[Dataset entries]
>> START

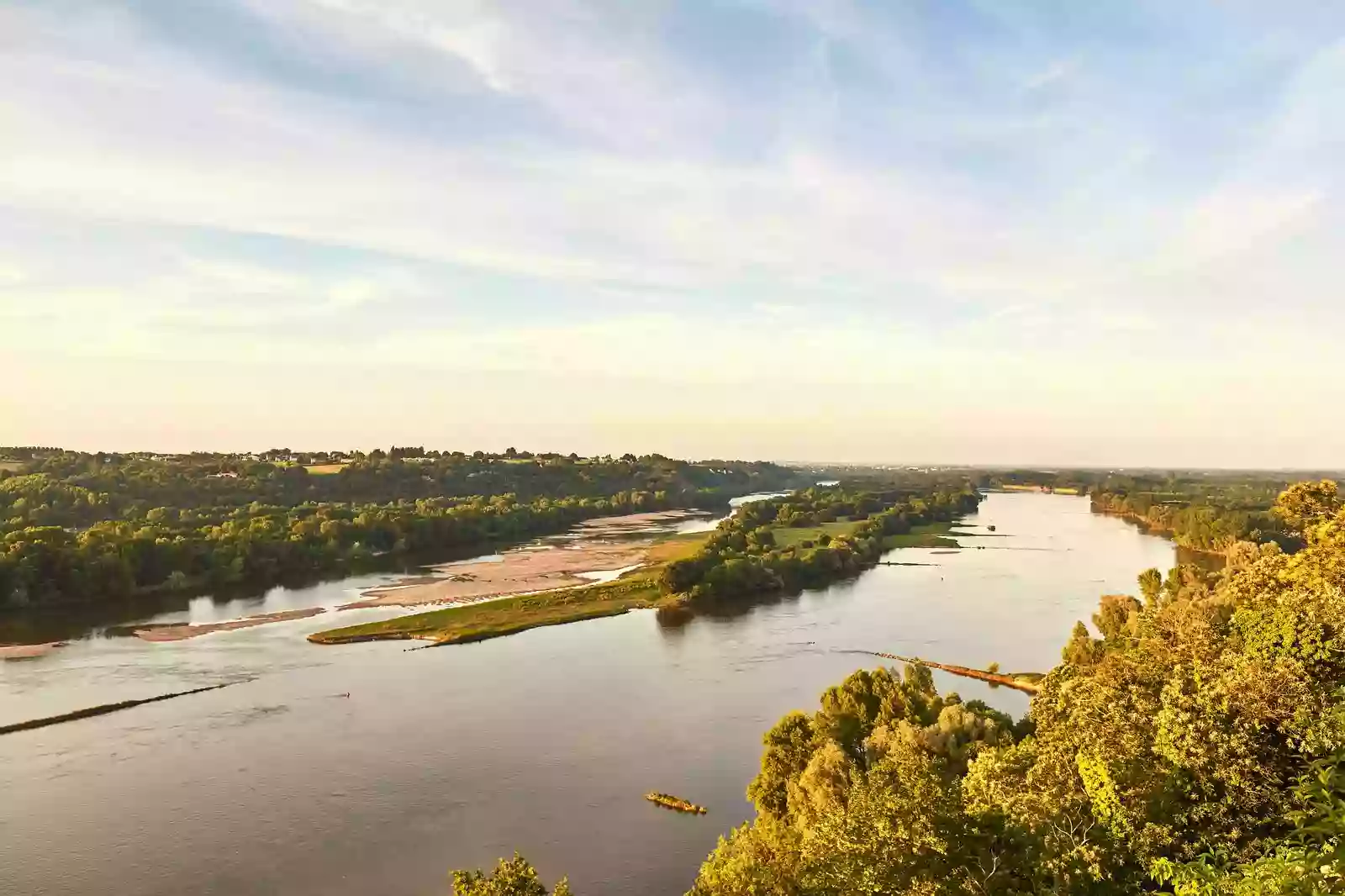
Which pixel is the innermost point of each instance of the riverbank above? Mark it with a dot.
(185, 631)
(515, 572)
(510, 615)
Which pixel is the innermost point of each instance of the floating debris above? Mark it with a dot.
(677, 804)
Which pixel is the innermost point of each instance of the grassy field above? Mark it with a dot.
(927, 535)
(793, 537)
(511, 615)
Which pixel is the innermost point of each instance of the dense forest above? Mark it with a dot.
(78, 526)
(1221, 515)
(1192, 741)
(744, 556)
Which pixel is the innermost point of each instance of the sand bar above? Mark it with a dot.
(515, 572)
(29, 651)
(185, 631)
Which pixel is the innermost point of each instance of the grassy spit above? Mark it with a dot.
(510, 615)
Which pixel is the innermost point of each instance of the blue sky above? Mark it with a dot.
(989, 232)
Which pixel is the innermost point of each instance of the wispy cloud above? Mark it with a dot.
(568, 188)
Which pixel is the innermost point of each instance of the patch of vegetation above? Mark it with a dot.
(927, 535)
(511, 615)
(789, 537)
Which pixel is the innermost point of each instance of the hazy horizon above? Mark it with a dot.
(1075, 235)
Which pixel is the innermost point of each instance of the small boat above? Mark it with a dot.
(667, 801)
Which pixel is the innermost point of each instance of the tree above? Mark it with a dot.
(1150, 586)
(513, 878)
(1306, 505)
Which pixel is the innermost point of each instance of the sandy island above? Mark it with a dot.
(515, 573)
(29, 651)
(185, 631)
(529, 569)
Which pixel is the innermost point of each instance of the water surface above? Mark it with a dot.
(544, 741)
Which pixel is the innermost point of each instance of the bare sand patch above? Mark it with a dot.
(515, 572)
(185, 631)
(29, 651)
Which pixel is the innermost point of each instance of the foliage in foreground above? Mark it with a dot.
(1197, 744)
(513, 878)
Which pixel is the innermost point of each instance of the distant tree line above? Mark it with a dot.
(1205, 519)
(743, 557)
(87, 528)
(78, 488)
(1194, 741)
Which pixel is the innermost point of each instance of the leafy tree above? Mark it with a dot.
(511, 878)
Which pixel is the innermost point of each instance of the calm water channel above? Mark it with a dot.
(542, 741)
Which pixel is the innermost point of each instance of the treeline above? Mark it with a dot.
(260, 546)
(76, 490)
(1194, 741)
(743, 557)
(1199, 517)
(101, 526)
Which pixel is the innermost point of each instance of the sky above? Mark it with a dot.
(1008, 232)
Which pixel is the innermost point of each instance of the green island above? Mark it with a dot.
(804, 540)
(1194, 746)
(677, 804)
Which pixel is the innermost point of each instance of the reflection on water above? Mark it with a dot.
(544, 741)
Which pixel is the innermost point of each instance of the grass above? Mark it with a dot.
(927, 535)
(786, 537)
(511, 615)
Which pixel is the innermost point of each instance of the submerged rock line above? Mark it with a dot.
(105, 708)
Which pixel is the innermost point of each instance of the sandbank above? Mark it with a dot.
(29, 651)
(185, 631)
(515, 572)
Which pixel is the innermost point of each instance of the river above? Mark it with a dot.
(542, 741)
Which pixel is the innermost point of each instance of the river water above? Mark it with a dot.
(542, 741)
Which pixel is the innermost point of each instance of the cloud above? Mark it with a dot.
(972, 199)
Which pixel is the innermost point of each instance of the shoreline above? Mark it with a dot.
(172, 633)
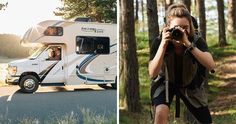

>> END

*EXERCISE DIRECTIONS*. Can you output every line of the data above without changing anything, leaving out the pictures?

*RESULT OF THIS EXERCISE*.
Which pixel is the innermost point of each instance of the riverbank above? Mark it with a dot.
(185, 631)
(515, 572)
(510, 615)
Which pixel is the innermost point of each instance of the floating debris above? Mark it with a dot.
(677, 804)
Which pixel is the innermost point of each instance of the grassy field above? Mark it with a dot.
(927, 535)
(793, 537)
(511, 615)
Which pixel is the innermost point of each instance of the dense forest above? Mark it with a dot.
(78, 526)
(1221, 515)
(1192, 741)
(744, 556)
Which pixel is the innermost point of each instance of the sand bar above? Mark it with a dot.
(515, 572)
(29, 651)
(185, 631)
Which pixel is the innermost point of each instance of the grassy spit above? Mark it with a dot.
(510, 615)
Which pixel is the innermost point of each instance of the blue sky above? Mark it with a dot.
(989, 232)
Which pixel is the innermost point of each instance of the wispy cloud above? Mark it with a dot.
(568, 188)
Which pixel is the innermost point of each instance of the patch of vegetation above? Mark it with a dot.
(927, 535)
(511, 615)
(789, 537)
Which pixel is the innermost point of each instance of the hazy horizon above? Mark it with a dot.
(1075, 235)
Which pixel is the innermost point of each instance of the small boat above? Mark it with a dot.
(667, 801)
Which pixel is the innermost point of each instance of the tree above? Mark it with a dot.
(1150, 586)
(513, 878)
(1306, 505)
Which pixel is the innermost point of each instance of the sandy island above? Mark it with a dot.
(515, 573)
(29, 651)
(185, 631)
(529, 569)
Which pixel is the innermost point of each instance of the water surface above? Mark it with a dot.
(544, 741)
Which pixel is the innermost point of each instance of the bare sand patch above? Mark it with a dot.
(515, 572)
(185, 631)
(29, 651)
Which pixel is the innermost point of each instance of the foliage in foreground above? Mark it with a dot.
(1197, 744)
(513, 878)
Which pixel is the innermost point of each instance of the distant tree line above? Mark it with a dot.
(1205, 519)
(743, 557)
(87, 528)
(78, 488)
(1194, 741)
Which pixel is the innermost point of each instance of the leafy tree above? Mark it with a dot.
(511, 878)
Which pixel is the innermost point of each instance of the calm water channel above? Mark it with a dot.
(542, 741)
Which pixel is the innermost point of each instance of the treeline above? Mark it with a dot.
(260, 546)
(76, 490)
(1194, 741)
(743, 557)
(1199, 517)
(101, 526)
Which pixel is the innermost point of each instance of the sky above? Mark it with a dot.
(1008, 232)
Which pixel is the innermost point of each instance of the green island above? Mark it with a dot.
(804, 540)
(1194, 746)
(677, 804)
Which pixel is the innermost point of each instance of the reflection on water above? Mark it with a dot.
(544, 741)
Which pixel is the innermost point of each instance of the grass above? Mark it with a dot.
(927, 535)
(786, 537)
(511, 615)
Which pixel is the innermost point of each instance of the submerged rock line above? Mark it with a dot.
(105, 708)
Which pixel is the innermost point of each instance of the sandbank above? Mark it with a dot.
(29, 651)
(185, 631)
(515, 572)
Which pixel is the innermost point of each instance of the river above? Mark it with a dot.
(542, 741)
Which pixel is the innermost point of each instance of the river water above? Mark it with a dot.
(542, 741)
Which pixel is the innermost point of each instance of the cloud above? Mark it with a dot.
(972, 199)
Which pixel is the innermost point of each instance of the shoreline above? Mark it with a dot.
(172, 633)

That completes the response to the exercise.